### Stored rows
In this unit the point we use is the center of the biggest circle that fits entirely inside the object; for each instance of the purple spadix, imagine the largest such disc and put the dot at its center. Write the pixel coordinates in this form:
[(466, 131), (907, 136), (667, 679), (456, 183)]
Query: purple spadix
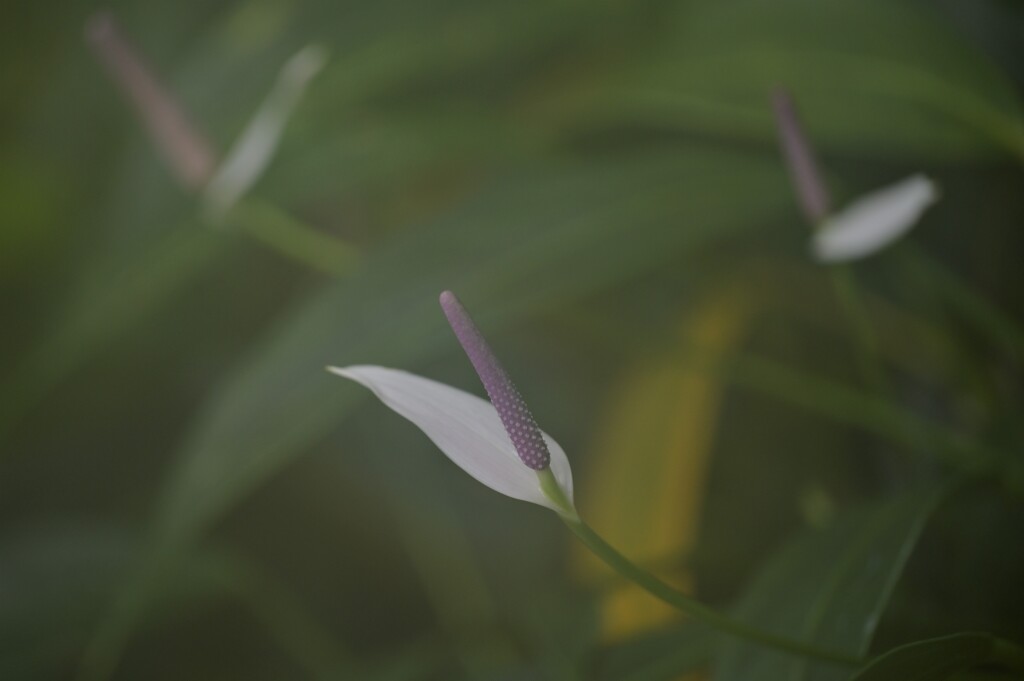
[(807, 182), (515, 416)]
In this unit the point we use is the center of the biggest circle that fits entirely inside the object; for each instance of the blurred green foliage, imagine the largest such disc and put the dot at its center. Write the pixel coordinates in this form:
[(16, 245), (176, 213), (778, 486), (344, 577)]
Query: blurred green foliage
[(184, 493)]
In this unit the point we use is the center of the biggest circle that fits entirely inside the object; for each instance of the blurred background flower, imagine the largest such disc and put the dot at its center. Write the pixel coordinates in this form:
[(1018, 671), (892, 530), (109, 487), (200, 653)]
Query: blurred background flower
[(184, 493)]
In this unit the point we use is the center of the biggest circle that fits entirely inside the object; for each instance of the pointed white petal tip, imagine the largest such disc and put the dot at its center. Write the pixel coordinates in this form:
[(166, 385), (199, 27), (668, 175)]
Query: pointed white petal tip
[(466, 428), (875, 220)]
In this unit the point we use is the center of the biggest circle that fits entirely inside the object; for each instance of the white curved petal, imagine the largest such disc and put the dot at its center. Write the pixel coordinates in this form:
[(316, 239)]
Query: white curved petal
[(251, 155), (873, 220), (466, 428)]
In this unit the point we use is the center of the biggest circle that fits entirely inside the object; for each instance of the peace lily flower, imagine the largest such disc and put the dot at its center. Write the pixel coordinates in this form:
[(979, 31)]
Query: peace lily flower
[(500, 444), (866, 225), (497, 442), (875, 220)]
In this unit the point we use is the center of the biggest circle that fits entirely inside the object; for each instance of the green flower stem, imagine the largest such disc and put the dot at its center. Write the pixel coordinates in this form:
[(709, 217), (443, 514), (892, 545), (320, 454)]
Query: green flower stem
[(697, 610)]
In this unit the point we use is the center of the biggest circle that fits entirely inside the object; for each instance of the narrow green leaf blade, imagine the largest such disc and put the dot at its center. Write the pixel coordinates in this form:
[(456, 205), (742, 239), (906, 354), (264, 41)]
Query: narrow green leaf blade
[(828, 588), (880, 77), (932, 660)]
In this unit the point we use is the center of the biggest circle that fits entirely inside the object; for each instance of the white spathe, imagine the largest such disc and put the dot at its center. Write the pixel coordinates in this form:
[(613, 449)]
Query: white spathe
[(466, 428), (875, 220)]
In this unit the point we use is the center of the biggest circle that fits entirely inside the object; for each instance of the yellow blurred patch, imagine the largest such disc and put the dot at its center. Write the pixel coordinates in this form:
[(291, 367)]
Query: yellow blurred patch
[(645, 487)]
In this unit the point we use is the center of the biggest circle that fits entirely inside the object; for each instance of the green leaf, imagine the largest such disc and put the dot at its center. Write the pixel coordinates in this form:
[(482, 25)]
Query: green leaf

### Task requirements
Copy out, word for word, the lines running from the one containing "the white curved" through the one containing "[(316, 239)]", including both of those lines and nothing else.

### Answer to the task
In this unit the point we use is the center of the biggest circle that fits entirely inside the object; for each instance of the white curved petal, imagine the largest such disc and put the dot at its center. Write the pixel coordinates in this form:
[(316, 239)]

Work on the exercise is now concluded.